-- Start Input rows --
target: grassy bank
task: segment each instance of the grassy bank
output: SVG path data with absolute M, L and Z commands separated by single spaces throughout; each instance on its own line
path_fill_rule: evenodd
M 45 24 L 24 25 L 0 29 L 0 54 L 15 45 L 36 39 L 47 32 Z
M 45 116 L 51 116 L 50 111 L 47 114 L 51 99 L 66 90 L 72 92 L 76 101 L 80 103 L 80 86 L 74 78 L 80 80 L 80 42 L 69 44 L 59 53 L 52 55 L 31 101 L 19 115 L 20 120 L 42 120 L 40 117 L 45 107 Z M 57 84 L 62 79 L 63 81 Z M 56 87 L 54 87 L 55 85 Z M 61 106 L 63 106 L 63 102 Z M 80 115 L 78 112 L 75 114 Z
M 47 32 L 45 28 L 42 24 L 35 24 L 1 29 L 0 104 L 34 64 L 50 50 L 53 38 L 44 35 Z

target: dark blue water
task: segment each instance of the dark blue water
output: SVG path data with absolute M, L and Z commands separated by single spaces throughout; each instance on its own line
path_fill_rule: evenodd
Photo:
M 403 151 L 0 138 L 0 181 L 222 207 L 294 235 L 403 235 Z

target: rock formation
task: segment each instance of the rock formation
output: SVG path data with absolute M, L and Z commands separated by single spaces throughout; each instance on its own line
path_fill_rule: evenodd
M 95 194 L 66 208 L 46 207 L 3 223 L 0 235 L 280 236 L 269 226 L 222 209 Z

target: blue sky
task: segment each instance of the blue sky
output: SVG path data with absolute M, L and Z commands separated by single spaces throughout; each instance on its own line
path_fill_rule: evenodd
-- End Input rows --
Copy the material above line for line, with no changes.

▶ [Answer to the exercise]:
target: grassy bank
task: segment each instance of the grassy bank
output: SVG path data with absolute M, L and Z commands separated by single spaces throughout; each instance on its own line
path_fill_rule: evenodd
M 45 24 L 24 25 L 0 29 L 0 54 L 15 45 L 36 39 L 47 32 Z
M 45 116 L 51 116 L 50 111 L 47 114 L 51 99 L 66 90 L 72 92 L 76 101 L 80 103 L 80 86 L 74 78 L 80 80 L 80 42 L 69 44 L 59 53 L 52 55 L 31 101 L 19 115 L 20 120 L 42 120 L 40 117 L 45 107 Z M 57 84 L 62 79 L 63 81 Z M 56 87 L 54 87 L 55 85 Z M 61 106 L 63 106 L 63 102 Z M 80 115 L 78 112 L 75 114 Z
M 47 32 L 45 28 L 42 24 L 35 24 L 1 29 L 0 104 L 34 64 L 50 50 L 53 38 L 44 35 Z

target: dark blue water
task: segment each instance of the dark blue water
output: SVG path data with absolute M, L and Z commands separated by single spaces throughout; each instance on its own line
path_fill_rule: evenodd
Photo:
M 403 151 L 0 138 L 0 181 L 222 207 L 294 235 L 403 235 Z

target: rock formation
task: segment each instance of the rock formation
output: SVG path data with absolute M, L and Z commands separated by single spaces throughout; each instance on its own line
path_fill_rule: evenodd
M 95 194 L 66 208 L 46 207 L 3 223 L 0 235 L 280 236 L 269 226 L 222 209 Z

target: blue sky
task: segment each instance of the blue sky
output: SVG path data with absolute M, L and Z commands separated by single spaces throughout; each instance on its own line
path_fill_rule: evenodd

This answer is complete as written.